Reproduce the text on the community's voice in the Foundation in full, word for word.

** Start of Text to read **

Tom Morton (ErrantX)
This is really three questions in one. I will deal with them in-brief, but if you wanted to split them up (or ask me directly) I can expand.
  • The community should have a say in the high-level direction of the Foundation; and the best way is this one - through community elected members of the board. In addition the communities have quite a lot of autonomous control over their home-wiki's, which limits the power of the foundation to impose drastic changes without community agreement. This is a useful natural limitation.
  • The chapters are the community. And any part of that community can come here to meta and help contribute to the whole process of creating and approving chapters. I'd support looking at ways to get more people involved in this sort of "behind the scenes" stuff.
  • Difficult to answer, and depends a lot on the circumstances. But it would probably be a matter for the wiki community, chapter and chapters committee to resolve, the boards' purpose isn't to get involved in resolving such conflict. Of course, I would expect the board to keep a close interest in such issues and consider ways of mitigating conflict within the foundation.
Esteban Zárate (Ezarate)
The communities have the emails list, the meta page. The members of the boards often are active on wikimedia projects and must interact between the comunity and the WMF. All the editors who contributes to the project are the community, another problem is that Meta and emails list are in English and not all the communities members write and read that language very well
Ferdinando Scala (Ferdinando Scala)
As much as I can understand, there are many organizations which bring the communities' voice to the Board, and are taken in due consideration. As stated in another question, however, I feel we should have to distinguish between the community opinions about any initiatives that have no possible legal consequences, and the ones that possibly have. In this respect, I feel that only the persons/organizations which bring the legal responsibility are entitled to take a decision. Regarding the way of acting in case of a contrast, I feel that everything should have to be composed as anything else in Wiki, by discussion and mutual consensus...

** End of Text to read **
** Start of Extracted information **

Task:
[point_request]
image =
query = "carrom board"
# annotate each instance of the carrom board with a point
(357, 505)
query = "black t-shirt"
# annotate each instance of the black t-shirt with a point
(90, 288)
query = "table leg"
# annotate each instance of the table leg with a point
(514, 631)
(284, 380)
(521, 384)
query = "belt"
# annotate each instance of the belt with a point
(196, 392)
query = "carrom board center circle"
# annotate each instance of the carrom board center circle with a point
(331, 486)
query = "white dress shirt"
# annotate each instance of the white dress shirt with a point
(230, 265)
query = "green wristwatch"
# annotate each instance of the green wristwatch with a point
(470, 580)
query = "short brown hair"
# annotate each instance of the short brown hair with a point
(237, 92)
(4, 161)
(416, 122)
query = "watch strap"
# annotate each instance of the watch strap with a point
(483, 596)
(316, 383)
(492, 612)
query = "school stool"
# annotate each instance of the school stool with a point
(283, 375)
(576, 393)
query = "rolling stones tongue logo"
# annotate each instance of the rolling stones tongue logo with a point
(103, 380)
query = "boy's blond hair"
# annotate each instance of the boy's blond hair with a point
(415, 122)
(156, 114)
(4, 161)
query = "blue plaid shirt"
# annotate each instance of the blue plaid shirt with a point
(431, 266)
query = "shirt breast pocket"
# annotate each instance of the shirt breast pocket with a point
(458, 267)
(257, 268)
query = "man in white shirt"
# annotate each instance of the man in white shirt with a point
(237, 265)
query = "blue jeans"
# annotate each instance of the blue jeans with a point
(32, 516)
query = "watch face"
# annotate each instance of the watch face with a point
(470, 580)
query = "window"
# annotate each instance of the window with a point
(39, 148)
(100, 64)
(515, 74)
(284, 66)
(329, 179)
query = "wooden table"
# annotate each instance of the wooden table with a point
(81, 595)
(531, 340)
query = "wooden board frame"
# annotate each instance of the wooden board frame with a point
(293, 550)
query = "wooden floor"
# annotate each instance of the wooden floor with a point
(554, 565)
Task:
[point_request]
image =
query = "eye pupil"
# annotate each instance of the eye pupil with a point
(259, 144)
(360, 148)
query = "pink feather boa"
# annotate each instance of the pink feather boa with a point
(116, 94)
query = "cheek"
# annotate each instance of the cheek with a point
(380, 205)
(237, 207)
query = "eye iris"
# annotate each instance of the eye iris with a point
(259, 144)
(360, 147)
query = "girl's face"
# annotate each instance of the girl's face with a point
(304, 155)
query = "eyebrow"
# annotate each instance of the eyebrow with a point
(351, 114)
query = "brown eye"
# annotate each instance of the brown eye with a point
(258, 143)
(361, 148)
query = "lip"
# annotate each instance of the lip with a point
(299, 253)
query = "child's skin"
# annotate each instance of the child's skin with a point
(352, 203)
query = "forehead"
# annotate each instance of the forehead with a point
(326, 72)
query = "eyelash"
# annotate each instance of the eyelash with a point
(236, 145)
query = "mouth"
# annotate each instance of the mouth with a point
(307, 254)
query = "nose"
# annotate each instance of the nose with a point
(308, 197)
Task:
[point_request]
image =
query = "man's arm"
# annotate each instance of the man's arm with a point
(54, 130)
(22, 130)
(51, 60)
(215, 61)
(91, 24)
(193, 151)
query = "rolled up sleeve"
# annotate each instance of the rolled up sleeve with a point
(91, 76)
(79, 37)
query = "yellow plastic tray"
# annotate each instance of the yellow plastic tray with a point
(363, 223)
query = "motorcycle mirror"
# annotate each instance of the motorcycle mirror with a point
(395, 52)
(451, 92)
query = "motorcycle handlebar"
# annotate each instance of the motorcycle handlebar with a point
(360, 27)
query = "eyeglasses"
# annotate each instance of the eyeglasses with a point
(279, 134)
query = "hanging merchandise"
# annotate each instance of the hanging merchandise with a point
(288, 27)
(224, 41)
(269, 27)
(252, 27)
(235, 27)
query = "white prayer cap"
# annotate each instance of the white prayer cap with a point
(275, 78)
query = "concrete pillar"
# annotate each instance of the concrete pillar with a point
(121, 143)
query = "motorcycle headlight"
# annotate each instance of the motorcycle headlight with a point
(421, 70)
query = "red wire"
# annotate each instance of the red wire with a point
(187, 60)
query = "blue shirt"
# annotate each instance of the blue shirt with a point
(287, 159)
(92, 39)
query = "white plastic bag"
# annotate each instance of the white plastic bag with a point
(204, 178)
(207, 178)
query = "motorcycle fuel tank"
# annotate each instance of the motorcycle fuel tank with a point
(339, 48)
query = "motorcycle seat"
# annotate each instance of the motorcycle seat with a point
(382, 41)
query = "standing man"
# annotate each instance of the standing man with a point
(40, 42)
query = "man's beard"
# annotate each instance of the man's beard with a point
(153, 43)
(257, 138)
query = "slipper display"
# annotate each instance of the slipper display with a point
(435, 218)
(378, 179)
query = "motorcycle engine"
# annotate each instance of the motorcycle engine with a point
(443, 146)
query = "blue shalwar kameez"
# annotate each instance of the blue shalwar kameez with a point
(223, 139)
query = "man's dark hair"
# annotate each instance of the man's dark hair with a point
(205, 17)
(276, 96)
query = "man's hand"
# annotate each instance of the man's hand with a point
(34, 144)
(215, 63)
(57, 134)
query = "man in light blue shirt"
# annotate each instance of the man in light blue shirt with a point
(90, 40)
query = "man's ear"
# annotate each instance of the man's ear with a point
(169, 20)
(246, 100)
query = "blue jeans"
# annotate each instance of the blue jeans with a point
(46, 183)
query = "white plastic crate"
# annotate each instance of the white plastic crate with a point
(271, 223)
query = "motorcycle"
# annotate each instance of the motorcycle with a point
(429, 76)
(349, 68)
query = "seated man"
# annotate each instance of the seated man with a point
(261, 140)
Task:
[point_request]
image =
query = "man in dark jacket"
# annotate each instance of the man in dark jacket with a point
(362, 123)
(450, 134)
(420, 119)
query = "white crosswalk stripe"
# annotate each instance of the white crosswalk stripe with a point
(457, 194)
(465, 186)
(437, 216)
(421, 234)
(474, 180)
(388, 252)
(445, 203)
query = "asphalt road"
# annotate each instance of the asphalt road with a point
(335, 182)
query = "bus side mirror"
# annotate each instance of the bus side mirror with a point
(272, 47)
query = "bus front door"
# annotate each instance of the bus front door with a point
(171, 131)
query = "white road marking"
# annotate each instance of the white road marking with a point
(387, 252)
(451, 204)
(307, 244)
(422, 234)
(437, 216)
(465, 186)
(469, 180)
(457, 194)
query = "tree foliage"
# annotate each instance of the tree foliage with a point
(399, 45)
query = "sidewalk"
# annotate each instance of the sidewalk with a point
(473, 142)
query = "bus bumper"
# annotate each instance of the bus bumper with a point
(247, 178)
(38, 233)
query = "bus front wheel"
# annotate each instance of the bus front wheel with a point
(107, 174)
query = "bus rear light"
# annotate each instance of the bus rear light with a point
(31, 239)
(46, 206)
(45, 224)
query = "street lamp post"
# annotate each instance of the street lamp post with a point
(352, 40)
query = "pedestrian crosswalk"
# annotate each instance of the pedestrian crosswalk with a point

** End of Extracted information **

• The reply:
Tom Morton (ErrantX)
This is really three questions in one. I will deal with them in-brief, but if you wanted to split them up (or ask me directly) I can expand.
  • The community should have a say in the high-level direction of the Foundation; and the best way is this one - through community elected members of the board. In addition the communities have quite a lot of autonomous control over their home-wiki's, which limits the power of the foundation to impose drastic changes without community agreement. This is a useful natural limitation.
  • The chapters are the community. And any part of that community can come here to meta and help contribute to the whole process of creating and approving chapters. I'd support looking at ways to get more people involved in this sort of "behind the scenes" stuff.
  • Difficult to answer, and depends a lot on the circumstances. But it would probably be a matter for the wiki community, chapter and chapters committee to resolve, the boards' purpose isn't to get involved in resolving such conflict. Of course, I would expect the board to keep a close interest in such issues and consider ways of mitigating conflict within the foundation.
Esteban Zárate (Ezarate)
The communities have the emails list, the meta page. The members of the boards often are active on wikimedia projects and must interact between the comunity and the WMF. All the editors who contributes to the project are the community, another problem is that Meta and emails list are in English and not all the communities members write and read that language very well
Ferdinando Scala (Ferdinando Scala)
As much as I can understand, there are many organizations which bring the communities' voice to the Board, and are taken in due consideration. As stated in another question, however, I feel we should have to distinguish between the community opinions about any initiatives that have no possible legal consequences, and the ones that possibly have. In this respect, I feel that only the persons/organizations which bring the legal responsibility are entitled to take a decision. Regarding the way of acting in case of a contrast, I feel that everything should have to be composed as anything else in Wiki, by discussion and mutual consensus...